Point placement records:
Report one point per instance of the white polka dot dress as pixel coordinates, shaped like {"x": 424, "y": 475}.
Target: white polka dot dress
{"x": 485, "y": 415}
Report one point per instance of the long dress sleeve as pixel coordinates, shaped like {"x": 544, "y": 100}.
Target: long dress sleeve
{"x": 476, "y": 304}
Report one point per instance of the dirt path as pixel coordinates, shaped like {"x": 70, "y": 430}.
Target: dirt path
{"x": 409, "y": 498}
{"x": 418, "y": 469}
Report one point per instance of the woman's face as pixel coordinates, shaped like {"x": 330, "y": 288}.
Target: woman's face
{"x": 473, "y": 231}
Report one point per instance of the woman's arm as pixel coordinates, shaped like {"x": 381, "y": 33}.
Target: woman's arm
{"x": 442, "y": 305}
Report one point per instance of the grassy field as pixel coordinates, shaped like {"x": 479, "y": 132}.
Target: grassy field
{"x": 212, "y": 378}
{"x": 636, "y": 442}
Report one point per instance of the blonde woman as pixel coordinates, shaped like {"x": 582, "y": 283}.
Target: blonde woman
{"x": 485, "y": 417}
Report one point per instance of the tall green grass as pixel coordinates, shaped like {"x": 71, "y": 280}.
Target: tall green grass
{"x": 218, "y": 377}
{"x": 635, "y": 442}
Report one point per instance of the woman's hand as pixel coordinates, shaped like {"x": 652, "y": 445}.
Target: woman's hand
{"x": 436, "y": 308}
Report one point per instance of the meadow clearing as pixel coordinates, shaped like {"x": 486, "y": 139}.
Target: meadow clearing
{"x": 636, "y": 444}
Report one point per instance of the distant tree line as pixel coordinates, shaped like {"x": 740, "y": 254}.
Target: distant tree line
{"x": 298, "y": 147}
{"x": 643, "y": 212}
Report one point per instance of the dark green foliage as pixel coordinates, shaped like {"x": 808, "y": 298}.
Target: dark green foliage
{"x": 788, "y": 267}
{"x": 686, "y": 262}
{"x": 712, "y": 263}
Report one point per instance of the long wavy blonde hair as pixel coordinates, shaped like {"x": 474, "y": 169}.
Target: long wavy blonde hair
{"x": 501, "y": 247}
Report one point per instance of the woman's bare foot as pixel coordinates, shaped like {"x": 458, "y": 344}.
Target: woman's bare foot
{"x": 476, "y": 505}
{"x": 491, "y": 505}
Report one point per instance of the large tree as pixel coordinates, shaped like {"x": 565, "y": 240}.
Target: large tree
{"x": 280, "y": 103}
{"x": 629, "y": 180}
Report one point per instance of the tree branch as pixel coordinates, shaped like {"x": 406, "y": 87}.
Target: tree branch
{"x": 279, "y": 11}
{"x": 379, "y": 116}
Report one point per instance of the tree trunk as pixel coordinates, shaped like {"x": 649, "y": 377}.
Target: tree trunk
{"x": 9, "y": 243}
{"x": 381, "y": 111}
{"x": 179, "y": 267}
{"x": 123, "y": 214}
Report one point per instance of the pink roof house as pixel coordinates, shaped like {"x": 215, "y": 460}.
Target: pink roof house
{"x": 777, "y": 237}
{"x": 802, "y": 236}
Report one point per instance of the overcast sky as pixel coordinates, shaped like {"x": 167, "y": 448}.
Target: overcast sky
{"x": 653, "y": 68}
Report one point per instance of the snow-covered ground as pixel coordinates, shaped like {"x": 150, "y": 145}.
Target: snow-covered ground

WHAT YOU NEED TO DO: Exactly reproduce the lines that run from the line with "Report one point per instance of the long wavy" through the last line of the records, inclusive.

THE RESPONSE:
Report one point per instance of the long wavy blonde hair as pixel coordinates, shaped like {"x": 474, "y": 169}.
Target: long wavy blonde hair
{"x": 501, "y": 247}
Report one point per instance of the woman's bare foot as pixel coordinates, shaped like {"x": 458, "y": 344}.
Target: woman's bare foot
{"x": 476, "y": 505}
{"x": 491, "y": 505}
Report one point per instance of the large tree as pixel coordinates, shaped like {"x": 565, "y": 240}.
Target: large tree
{"x": 280, "y": 103}
{"x": 629, "y": 180}
Report one point per instance of the tree branch as pixel coordinates, shaped like {"x": 406, "y": 87}.
Target: tree branch
{"x": 279, "y": 11}
{"x": 379, "y": 116}
Report one point per instance of the tree trunk as pixel coordinates, shaped like {"x": 649, "y": 377}.
Target: tree trunk
{"x": 9, "y": 243}
{"x": 381, "y": 111}
{"x": 179, "y": 267}
{"x": 123, "y": 214}
Report one point per instance of the pink roof house as pixel coordinates, shaped like {"x": 215, "y": 460}.
Target: pink roof house
{"x": 777, "y": 237}
{"x": 802, "y": 236}
Report one point per instance of the overcast sky as pixel coordinates, shaped like {"x": 167, "y": 448}.
Target: overcast sky
{"x": 653, "y": 68}
Report one point per instance of the snow-covered ground as pixel coordinates, shaped like {"x": 150, "y": 145}.
Target: snow-covered ground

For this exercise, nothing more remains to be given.